* BEGIN DATA ROWS *
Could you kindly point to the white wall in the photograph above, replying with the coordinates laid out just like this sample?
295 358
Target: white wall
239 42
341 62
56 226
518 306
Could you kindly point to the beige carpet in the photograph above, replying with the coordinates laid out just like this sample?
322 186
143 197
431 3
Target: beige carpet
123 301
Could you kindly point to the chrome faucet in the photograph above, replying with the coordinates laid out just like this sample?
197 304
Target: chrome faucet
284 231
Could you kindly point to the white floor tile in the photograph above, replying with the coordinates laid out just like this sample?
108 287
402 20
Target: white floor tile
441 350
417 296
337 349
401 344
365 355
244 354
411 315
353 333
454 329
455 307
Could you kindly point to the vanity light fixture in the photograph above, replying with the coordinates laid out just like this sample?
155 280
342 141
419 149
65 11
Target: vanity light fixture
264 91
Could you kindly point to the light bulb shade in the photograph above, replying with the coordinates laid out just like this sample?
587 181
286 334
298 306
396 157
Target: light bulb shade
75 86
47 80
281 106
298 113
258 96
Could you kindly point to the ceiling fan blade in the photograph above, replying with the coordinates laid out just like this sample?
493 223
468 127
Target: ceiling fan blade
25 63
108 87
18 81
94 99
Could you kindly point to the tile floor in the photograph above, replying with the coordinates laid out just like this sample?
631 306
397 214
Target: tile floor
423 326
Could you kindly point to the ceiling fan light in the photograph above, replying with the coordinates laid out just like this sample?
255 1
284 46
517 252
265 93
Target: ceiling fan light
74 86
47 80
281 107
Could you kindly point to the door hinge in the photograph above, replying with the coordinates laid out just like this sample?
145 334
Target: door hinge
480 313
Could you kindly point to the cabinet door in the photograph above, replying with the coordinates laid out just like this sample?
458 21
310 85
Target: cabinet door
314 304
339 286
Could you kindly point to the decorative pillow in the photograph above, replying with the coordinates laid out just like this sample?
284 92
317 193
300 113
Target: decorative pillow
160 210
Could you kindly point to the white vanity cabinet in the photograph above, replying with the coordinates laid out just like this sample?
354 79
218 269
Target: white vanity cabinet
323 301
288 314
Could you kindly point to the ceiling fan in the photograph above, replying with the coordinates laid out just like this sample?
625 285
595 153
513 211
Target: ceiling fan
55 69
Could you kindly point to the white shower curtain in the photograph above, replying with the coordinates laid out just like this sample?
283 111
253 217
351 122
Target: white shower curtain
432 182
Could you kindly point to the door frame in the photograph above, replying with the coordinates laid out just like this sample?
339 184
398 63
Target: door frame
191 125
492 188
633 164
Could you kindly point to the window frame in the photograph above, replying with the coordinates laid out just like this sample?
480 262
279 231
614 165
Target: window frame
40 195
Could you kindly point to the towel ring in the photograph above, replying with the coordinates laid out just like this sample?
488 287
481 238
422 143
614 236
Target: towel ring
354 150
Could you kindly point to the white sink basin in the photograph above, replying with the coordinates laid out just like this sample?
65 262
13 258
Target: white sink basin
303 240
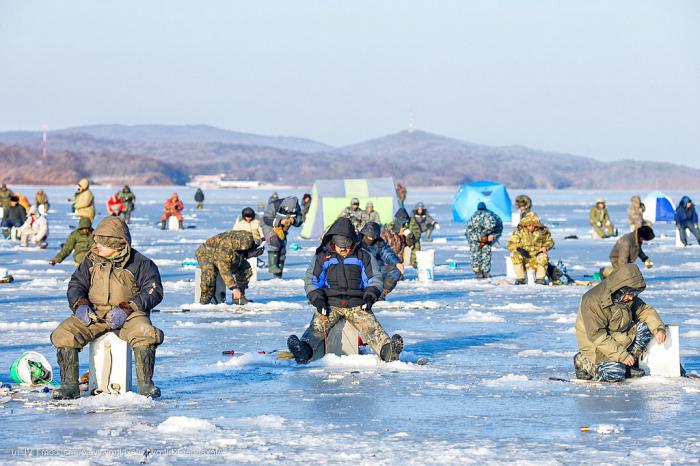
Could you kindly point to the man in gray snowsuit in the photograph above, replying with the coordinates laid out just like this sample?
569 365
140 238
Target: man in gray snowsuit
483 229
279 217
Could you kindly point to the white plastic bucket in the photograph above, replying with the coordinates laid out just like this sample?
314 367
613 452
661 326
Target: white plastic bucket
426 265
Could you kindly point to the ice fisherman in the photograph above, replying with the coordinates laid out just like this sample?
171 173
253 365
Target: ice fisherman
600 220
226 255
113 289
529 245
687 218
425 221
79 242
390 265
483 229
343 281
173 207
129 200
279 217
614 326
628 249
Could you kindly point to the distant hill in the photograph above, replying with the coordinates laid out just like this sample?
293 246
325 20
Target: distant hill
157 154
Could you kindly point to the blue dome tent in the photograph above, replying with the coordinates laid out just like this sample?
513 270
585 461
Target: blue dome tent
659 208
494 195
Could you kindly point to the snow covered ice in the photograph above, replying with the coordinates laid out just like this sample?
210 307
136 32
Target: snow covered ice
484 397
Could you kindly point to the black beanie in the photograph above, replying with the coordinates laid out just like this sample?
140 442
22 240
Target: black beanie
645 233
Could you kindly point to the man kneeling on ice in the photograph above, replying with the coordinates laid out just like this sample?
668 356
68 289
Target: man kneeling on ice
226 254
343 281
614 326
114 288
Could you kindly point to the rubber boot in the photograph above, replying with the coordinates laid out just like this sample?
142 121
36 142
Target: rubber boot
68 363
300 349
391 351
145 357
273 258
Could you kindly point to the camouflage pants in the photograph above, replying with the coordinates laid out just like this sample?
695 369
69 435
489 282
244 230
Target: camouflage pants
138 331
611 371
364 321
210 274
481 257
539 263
* END DATA ROWS *
* BEGIN DATA ROWS *
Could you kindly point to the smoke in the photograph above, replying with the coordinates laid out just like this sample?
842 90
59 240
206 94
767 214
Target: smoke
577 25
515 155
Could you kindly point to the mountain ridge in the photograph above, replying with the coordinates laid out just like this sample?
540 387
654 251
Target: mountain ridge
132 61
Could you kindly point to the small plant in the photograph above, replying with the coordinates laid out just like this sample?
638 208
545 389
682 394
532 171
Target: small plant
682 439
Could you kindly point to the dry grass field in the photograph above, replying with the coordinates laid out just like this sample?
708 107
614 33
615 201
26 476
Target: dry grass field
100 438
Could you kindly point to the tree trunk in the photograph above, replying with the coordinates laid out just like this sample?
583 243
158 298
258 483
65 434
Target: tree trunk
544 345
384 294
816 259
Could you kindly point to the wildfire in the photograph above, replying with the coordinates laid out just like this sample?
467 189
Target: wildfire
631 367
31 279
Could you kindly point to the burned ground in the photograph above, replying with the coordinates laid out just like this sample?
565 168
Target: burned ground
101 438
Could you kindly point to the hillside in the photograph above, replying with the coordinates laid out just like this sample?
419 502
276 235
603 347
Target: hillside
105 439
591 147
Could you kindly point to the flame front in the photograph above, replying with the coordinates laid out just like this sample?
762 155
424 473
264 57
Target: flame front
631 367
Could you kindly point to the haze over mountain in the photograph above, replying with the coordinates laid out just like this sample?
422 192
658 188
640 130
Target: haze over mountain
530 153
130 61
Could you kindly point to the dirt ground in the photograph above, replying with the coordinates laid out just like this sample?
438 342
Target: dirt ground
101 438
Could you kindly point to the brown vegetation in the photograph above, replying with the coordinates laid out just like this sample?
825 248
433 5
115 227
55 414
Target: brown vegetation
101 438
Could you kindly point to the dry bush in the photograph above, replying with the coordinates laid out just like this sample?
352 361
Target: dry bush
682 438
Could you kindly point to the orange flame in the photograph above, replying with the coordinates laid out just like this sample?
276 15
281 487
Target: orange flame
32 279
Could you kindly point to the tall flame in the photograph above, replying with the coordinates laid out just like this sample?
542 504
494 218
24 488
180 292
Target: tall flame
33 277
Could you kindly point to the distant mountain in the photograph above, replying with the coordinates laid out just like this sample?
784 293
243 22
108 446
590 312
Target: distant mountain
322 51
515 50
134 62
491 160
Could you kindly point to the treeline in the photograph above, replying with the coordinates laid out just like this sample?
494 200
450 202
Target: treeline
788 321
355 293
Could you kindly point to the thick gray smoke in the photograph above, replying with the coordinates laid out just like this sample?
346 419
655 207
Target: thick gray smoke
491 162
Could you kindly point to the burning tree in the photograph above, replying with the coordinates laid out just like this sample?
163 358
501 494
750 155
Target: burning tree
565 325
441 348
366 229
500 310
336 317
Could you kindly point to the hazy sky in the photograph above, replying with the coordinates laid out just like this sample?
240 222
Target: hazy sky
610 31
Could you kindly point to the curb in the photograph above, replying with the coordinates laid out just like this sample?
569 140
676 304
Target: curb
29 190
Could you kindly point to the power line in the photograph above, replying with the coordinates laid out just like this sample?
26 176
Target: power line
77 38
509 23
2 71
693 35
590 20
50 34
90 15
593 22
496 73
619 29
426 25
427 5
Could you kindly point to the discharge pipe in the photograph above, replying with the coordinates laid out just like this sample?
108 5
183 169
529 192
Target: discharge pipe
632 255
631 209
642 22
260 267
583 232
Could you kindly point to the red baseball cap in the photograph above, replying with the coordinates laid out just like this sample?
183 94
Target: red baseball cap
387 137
* END DATA ROWS *
### TO DO
Show every line above that contains the word "orange", copying each one in full.

### ANSWER TO THE PROBLEM
Could you kindly point to the orange flame in the photograph above, replying with the coordinates laid out just like this sample?
Target: orange flame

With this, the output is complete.